# Excerpt provided:
Start of Block

Forrester has already revised its tablet forecast upward to 13 million units globally by the end of 2010 and is ont rack to put 59 million tablets in the hands of US consumers by 2015.

Currently, 30% of IT shops are piloting or planning tablet apps. A further 43% of firms in North America and Europe are interested in tablets, and only one in four firms has no current tablet plans.

Their motivation is simple: Don't get caught flatfooted when employees bring in iPads.

"Employees and IT pros watch as device giants announce or ship their tablets. Every device maker has shipped, announced, or whispered its plans to build a tablet. Mobile phone makers, PC builders, and some new entrants like Google will compete for your tablet attention," says Forrester.

So how does Forrester see the device exploding as effectively into the workplace? Analysts state that tablets are entering the workplace by way of employees eager to prove the business use of new gadgets.

Having spoken to dozens of companies the categories of use are summarized below:

Displace

Use a tablet instead of a laptop or netbook

Use a tablet in a traditional selling situation (more intimate than a laptop for small group presentations).

Use a tablet in a conference room (no screen to block the face).

Use a tablet on an overnight trip and leave the laptop at home (lighter weight, get more done in coach).

Replace

Use a tablet instead of a clipboard or other paper

Use a tablet on a construction site or manufacturing plant to see drawings and schedules and log actions.

Use a tablet in the field to collect information and determine costs while on site with a customer.

End of Block

# Recorded data:
Start of Block

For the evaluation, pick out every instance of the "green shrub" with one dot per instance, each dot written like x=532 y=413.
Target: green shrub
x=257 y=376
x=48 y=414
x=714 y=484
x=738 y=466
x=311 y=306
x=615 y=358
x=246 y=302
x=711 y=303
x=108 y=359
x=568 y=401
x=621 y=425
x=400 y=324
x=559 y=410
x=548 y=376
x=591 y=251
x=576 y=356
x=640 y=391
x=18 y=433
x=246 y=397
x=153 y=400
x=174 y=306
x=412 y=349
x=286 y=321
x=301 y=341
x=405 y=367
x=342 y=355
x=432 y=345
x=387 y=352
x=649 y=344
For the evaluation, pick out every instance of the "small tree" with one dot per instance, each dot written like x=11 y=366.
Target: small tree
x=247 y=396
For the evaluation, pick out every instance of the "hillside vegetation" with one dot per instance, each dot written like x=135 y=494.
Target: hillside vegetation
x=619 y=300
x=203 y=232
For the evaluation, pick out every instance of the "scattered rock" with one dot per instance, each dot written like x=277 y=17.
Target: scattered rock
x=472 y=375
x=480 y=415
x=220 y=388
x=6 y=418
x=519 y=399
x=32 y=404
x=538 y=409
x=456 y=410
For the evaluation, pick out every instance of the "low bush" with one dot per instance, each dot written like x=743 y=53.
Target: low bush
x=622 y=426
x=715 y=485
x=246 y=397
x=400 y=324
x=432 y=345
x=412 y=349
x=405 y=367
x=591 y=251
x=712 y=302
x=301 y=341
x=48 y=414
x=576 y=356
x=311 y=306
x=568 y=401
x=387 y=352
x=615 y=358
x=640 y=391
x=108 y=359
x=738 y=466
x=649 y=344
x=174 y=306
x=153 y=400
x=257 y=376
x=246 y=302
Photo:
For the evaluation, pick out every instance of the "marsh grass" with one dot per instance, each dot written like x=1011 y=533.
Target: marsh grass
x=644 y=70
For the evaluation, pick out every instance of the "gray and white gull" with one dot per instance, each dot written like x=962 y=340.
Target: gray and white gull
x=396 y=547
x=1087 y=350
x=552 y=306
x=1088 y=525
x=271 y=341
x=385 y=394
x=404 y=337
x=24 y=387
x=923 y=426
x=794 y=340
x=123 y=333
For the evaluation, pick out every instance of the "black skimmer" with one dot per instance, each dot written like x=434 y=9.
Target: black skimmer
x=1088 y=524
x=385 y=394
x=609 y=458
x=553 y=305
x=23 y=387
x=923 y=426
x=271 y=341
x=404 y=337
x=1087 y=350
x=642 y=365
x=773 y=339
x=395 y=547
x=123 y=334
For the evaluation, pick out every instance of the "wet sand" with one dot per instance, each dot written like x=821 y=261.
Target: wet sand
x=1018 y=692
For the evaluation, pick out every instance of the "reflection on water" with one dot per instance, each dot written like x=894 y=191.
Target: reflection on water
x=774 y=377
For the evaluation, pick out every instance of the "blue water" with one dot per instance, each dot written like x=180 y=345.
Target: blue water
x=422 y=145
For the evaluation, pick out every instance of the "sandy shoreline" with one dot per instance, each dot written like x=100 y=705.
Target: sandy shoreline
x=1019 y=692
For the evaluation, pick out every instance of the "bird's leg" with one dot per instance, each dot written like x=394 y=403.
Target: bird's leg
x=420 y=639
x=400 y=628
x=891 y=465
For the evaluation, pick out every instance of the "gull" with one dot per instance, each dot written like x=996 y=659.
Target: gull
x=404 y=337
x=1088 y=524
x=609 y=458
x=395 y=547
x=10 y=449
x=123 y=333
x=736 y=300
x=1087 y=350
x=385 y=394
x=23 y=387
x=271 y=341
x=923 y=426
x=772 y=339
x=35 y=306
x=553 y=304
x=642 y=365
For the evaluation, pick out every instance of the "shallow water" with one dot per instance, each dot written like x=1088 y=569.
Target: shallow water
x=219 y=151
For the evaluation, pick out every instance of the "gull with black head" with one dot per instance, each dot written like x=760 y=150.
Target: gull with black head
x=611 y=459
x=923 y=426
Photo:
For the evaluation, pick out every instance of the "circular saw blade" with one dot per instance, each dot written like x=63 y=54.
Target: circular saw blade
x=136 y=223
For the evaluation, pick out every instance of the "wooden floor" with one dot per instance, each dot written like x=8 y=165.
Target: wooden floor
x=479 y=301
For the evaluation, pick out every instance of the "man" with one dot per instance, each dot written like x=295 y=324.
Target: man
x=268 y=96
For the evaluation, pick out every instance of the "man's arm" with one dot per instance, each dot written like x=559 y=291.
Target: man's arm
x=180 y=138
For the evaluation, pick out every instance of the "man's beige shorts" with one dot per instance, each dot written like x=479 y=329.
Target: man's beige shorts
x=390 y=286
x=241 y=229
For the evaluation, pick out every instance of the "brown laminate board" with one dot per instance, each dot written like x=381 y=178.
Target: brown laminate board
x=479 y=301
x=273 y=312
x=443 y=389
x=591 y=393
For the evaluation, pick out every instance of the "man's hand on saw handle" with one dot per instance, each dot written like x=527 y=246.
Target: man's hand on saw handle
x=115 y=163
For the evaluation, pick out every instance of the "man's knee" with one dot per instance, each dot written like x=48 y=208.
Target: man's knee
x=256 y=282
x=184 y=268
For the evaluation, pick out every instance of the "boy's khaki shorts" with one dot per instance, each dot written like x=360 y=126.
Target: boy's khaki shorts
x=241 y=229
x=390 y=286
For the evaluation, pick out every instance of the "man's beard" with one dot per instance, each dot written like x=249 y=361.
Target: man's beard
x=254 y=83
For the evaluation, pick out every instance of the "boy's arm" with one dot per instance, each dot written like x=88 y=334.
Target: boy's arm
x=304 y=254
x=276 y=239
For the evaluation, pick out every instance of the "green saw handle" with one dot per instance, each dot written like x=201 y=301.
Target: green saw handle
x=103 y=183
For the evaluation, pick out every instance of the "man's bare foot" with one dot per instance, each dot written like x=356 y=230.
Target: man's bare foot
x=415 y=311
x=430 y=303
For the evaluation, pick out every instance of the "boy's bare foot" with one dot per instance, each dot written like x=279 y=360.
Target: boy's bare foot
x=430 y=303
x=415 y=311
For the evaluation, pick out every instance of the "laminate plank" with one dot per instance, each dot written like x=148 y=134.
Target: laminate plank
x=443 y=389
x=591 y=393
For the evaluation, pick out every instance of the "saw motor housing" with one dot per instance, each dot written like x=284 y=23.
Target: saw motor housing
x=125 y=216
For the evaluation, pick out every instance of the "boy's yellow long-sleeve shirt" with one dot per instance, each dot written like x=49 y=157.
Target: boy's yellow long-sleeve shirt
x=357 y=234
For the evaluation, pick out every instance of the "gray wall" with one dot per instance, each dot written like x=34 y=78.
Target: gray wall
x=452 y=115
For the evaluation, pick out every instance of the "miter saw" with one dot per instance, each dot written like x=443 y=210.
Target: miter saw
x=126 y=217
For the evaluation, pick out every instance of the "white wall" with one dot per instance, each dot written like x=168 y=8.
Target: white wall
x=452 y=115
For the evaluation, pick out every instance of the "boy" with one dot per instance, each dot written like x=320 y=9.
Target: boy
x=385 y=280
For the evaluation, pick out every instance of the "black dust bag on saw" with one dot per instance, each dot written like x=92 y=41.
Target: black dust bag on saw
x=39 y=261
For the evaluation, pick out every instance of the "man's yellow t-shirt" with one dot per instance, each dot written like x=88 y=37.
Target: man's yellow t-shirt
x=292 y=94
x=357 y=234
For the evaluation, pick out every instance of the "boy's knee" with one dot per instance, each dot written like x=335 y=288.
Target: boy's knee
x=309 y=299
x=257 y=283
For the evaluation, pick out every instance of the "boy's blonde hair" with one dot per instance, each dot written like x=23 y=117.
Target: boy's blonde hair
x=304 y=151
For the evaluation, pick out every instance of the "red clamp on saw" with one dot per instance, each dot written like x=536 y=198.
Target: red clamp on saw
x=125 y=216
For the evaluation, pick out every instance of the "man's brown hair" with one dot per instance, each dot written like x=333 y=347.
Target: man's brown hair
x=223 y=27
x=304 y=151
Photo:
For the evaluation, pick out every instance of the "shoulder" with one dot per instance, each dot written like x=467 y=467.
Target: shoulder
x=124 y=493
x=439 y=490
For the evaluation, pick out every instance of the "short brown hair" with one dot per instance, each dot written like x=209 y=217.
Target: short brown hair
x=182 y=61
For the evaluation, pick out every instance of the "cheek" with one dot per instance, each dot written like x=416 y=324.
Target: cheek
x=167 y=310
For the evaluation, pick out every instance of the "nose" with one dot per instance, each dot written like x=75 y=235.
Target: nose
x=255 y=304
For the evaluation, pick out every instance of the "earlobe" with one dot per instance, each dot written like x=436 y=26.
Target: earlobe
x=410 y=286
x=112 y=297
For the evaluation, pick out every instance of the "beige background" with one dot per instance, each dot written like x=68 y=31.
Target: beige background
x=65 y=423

End of Block

# What you will do:
(1) In the article on tablets in the workplace, what percentage of IT shops are currently piloting or planning tablet apps?
(2) Resume the article on tablets in the workplace after its last sentence and keep it going.
The data are separate from the article on tablets in the workplace and are not part of it.

# Answer section:
(1) 30%

(2)
New place

Use tablets where previously only a person was involved.

Use a tablet on a retail floor to customize a product or service, place an order, or educate a prospect.

Use a tablet in a hospital to access patient records and drug interaction database.

Source: Forrester Research, Inc.

Challenges in the enterprise

Along with any new hardware or software there will be doubts and challenges to overcome, security and support being the major challenges. A recent survey by BoxTone, expert in Mobile Service Management software, of nearly 1200 IT professionals suggests enterprise adoption of the iPad is accelerating.

The survey shows that 73% of respondents expect to deploy the iPad and other iOS devices within their organizations in the next 12 months, with more than a quarter expecting to rollout "immediately".

Furthermore, nearly 40% of those surveyed anticipate iPad deployment growth in the range of 20 percent or more over the next 12 months, and over 50% plan to deploy at least one iPad application in the next 12 months, with a quarter anticipating three or more#

When it comes to iPad management, a massive 87% of those surveyed cited the process for secure iPad configuration and deployment as their primary requirement, while 44% said readying their help desk for iPad support would be a major initiative.

However, some security experts, such as Jack Gold of J.Gold Associates, questioned whether encrypted data stored on the iPad would be safe from hackers.

According to Gold, some experts have demonstrated the ability to hack certain versions of the iPhone, which contains earlier versions of the operating system used in the iPad and also provides data encryption.

"Some of that encryption can be worked around, which means the iPad gets an F from any regulated corporation that must protect data," Gold said.

However other security experts give the iPad a grade B for overall enterprise readiness. One of them, Wolfgang Kandek, chief technology officer at security firm Qualys Inc., predicted: "The iPad will make its inroad into the enterprise just by force of users, and it's going to be a really interesting conundrum for IT managers.

"I don't think the iPad is ready today, but it will make its way into the enterprise even as it clashes with the typical enterprise IT mentality," he added.

It seems then that with Apple in such a strong market position and announcing new products and software updates on a regular basis, those employees lucky enough to find one of the tablets in their Christmas stocking will be putting CIOs under pressure to address the problems and embrace the technology.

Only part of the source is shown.